[[ SUPPLIED RECORDS, beginning ]]

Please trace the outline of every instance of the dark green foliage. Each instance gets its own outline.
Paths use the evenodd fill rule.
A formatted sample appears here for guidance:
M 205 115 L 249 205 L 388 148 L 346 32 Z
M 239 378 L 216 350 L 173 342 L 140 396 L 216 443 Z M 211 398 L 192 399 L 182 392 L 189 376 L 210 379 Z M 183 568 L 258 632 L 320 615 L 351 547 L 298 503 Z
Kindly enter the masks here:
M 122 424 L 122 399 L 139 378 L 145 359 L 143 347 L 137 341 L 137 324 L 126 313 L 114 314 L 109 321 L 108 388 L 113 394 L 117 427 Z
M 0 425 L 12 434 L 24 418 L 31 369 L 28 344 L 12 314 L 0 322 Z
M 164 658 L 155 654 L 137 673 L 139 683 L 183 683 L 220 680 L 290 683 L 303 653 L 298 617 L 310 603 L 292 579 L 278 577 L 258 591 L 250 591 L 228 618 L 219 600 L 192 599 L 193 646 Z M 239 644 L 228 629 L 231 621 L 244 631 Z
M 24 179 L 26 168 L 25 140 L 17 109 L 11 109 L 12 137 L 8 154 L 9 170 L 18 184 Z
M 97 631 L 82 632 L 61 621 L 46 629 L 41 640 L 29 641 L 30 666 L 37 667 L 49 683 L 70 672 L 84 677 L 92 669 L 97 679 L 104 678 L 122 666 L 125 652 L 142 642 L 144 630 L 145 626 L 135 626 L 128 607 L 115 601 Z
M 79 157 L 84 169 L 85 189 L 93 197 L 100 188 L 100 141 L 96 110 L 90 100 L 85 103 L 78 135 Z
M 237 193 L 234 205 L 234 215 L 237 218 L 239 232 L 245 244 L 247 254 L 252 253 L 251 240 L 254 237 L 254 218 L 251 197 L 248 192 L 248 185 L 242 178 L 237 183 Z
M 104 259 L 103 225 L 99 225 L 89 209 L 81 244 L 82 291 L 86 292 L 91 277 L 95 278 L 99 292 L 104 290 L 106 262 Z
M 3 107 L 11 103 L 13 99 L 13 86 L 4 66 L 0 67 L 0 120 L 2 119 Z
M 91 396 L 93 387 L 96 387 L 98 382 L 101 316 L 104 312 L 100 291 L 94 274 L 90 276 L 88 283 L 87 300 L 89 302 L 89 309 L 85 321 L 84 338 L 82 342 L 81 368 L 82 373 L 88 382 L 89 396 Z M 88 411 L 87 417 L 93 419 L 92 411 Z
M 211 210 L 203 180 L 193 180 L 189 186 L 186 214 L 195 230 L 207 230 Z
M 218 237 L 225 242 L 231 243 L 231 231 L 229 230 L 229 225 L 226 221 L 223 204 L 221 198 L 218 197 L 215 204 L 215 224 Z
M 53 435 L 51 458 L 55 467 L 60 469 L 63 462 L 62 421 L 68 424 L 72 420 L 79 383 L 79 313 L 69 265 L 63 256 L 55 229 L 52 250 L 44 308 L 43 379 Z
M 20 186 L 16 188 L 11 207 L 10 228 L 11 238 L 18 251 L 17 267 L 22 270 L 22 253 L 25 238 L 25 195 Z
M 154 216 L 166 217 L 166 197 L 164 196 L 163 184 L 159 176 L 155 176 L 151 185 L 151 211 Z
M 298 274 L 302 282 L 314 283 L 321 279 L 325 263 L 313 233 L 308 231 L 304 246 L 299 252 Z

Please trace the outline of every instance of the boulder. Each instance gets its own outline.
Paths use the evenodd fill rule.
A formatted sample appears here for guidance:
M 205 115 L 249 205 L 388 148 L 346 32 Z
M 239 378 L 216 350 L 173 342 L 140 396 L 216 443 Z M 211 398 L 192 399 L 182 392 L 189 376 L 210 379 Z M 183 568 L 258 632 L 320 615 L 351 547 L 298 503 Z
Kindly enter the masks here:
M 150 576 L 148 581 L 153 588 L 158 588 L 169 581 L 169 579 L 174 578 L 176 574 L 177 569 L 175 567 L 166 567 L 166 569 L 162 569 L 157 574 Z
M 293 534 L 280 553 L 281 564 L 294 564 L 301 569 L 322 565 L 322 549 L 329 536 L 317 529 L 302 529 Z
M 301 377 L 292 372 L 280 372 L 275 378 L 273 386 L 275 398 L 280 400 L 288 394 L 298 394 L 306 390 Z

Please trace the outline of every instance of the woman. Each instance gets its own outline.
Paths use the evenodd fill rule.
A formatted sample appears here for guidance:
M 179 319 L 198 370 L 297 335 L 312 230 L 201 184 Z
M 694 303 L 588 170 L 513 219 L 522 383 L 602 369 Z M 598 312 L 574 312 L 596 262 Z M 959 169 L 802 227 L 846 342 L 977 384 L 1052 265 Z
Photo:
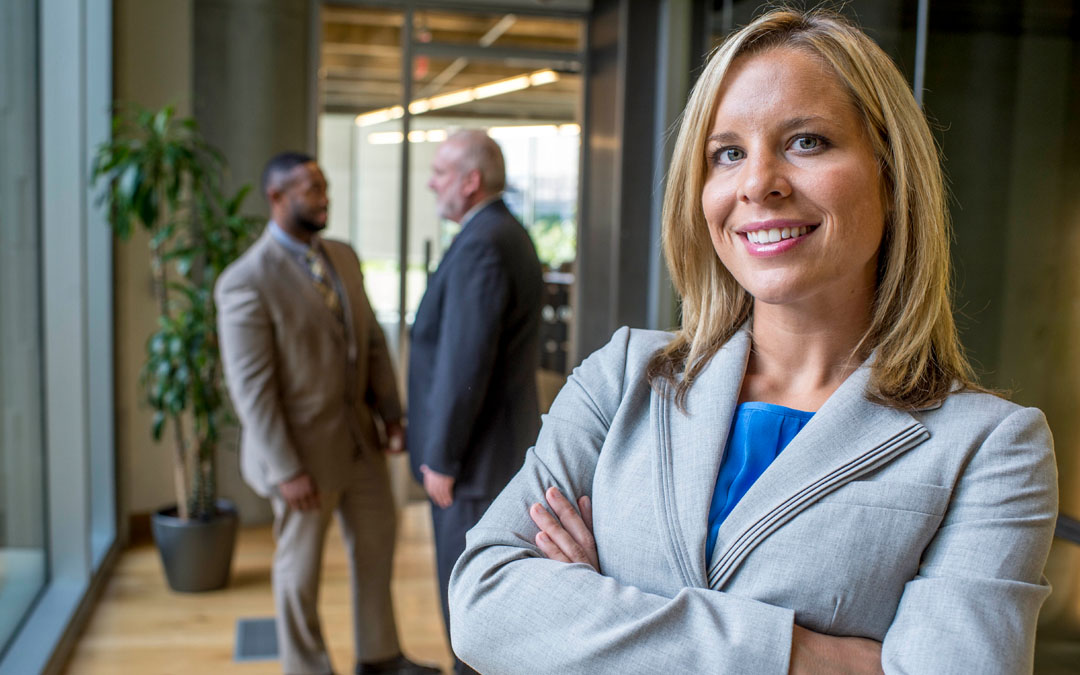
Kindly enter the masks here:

[[ SUPPLIED RECORDS, end ]]

Write the material out again word for word and omit any images.

_RESULT BELOW_
Please trace the outline of every instance of the dark green foliage. Each instance gets its own outline.
Paths use the evenodd fill rule.
A formatted sample appears here for guidance:
M 205 115 L 249 205 L 388 148 L 346 32 Z
M 239 378 L 216 350 L 173 342 L 140 396 L 216 443 Z M 211 398 L 192 399 L 182 392 L 189 376 L 210 379 Z M 183 568 L 258 632 L 320 615 L 351 547 L 298 503 Z
Kindly enter the masks here:
M 122 424 L 122 399 L 139 378 L 145 359 L 143 347 L 137 341 L 137 324 L 126 313 L 114 314 L 109 321 L 108 388 L 113 394 L 117 427 Z
M 0 425 L 12 434 L 24 418 L 31 369 L 28 344 L 12 314 L 0 322 Z
M 164 658 L 155 654 L 137 673 L 139 683 L 183 683 L 220 680 L 290 683 L 303 653 L 298 617 L 310 603 L 292 579 L 278 577 L 258 591 L 250 591 L 228 618 L 219 600 L 192 599 L 193 646 Z M 239 644 L 228 629 L 231 621 L 244 631 Z
M 24 179 L 26 168 L 25 140 L 17 109 L 11 109 L 12 137 L 8 154 L 9 170 L 18 184 Z
M 97 631 L 82 632 L 61 621 L 46 629 L 41 640 L 29 641 L 30 666 L 37 667 L 49 683 L 70 672 L 84 677 L 92 669 L 97 679 L 104 678 L 122 666 L 125 652 L 142 642 L 144 630 L 145 626 L 135 626 L 128 607 L 115 601 Z
M 79 157 L 84 169 L 85 189 L 93 197 L 100 188 L 100 141 L 96 110 L 90 100 L 85 103 L 78 135 Z
M 237 193 L 234 205 L 234 215 L 237 218 L 239 232 L 245 244 L 247 254 L 252 253 L 251 240 L 254 237 L 254 218 L 251 197 L 248 192 L 248 185 L 242 178 L 237 183 Z
M 104 259 L 103 225 L 99 225 L 89 209 L 81 244 L 82 291 L 86 292 L 91 277 L 95 278 L 99 292 L 104 290 L 106 262 Z
M 3 107 L 11 103 L 13 99 L 13 86 L 4 66 L 0 67 L 0 120 L 2 119 Z
M 91 396 L 93 387 L 96 387 L 98 382 L 101 316 L 104 312 L 100 291 L 94 274 L 90 276 L 88 283 L 87 300 L 89 302 L 89 309 L 85 321 L 84 338 L 82 342 L 81 368 L 82 373 L 88 382 L 89 396 Z M 88 411 L 87 417 L 93 419 L 92 411 Z
M 211 210 L 203 180 L 193 180 L 189 186 L 186 214 L 195 230 L 207 230 Z
M 218 237 L 225 242 L 231 243 L 231 231 L 229 230 L 229 225 L 226 221 L 223 204 L 221 198 L 218 197 L 215 204 L 215 224 Z
M 53 435 L 51 458 L 55 467 L 60 469 L 63 462 L 62 421 L 68 424 L 72 420 L 79 383 L 79 313 L 69 265 L 63 256 L 55 229 L 52 250 L 44 308 L 43 379 Z
M 20 186 L 16 188 L 11 207 L 10 228 L 11 238 L 18 251 L 17 267 L 22 270 L 22 253 L 25 238 L 25 195 Z
M 154 216 L 166 217 L 166 197 L 164 196 L 163 184 L 159 176 L 155 176 L 151 185 L 151 211 Z
M 298 274 L 302 282 L 314 283 L 321 279 L 325 263 L 313 233 L 308 231 L 304 246 L 299 252 Z

Please trace the outline of every instance of the boulder. Each instance gets its own outline.
Paths use the evenodd fill rule.
A formatted sample appears here for guidance:
M 205 115 L 249 205 L 388 148 L 346 32 Z
M 239 378 L 216 350 L 173 342 L 140 396 L 216 443 Z M 211 398 L 192 399 L 182 392 L 189 376 L 210 379 Z M 183 568 L 258 632 L 320 615 L 351 547 L 298 503 Z
Kindly enter the masks here:
M 150 576 L 148 581 L 153 588 L 158 588 L 169 581 L 169 579 L 174 578 L 176 574 L 177 569 L 175 567 L 166 567 L 166 569 L 162 569 L 157 574 Z
M 293 534 L 280 553 L 281 564 L 294 564 L 301 569 L 322 565 L 322 549 L 329 536 L 317 529 L 302 529 Z
M 301 377 L 292 372 L 280 372 L 275 378 L 273 386 L 275 398 L 280 400 L 288 394 L 298 394 L 306 390 Z

Please trace the outline of every instance of the woman. Each instance gets its own outline.
Paths use the evenodd fill rule.
A formatted sample appears here for guidance:
M 179 319 L 198 370 L 297 335 L 312 230 L 201 184 Z
M 694 303 L 588 170 L 513 219 L 522 383 L 602 369 Z M 598 312 L 574 312 L 596 262 Z M 959 169 L 802 227 L 846 342 L 977 384 L 1052 265 Z
Photo:
Kindly enter the masks here:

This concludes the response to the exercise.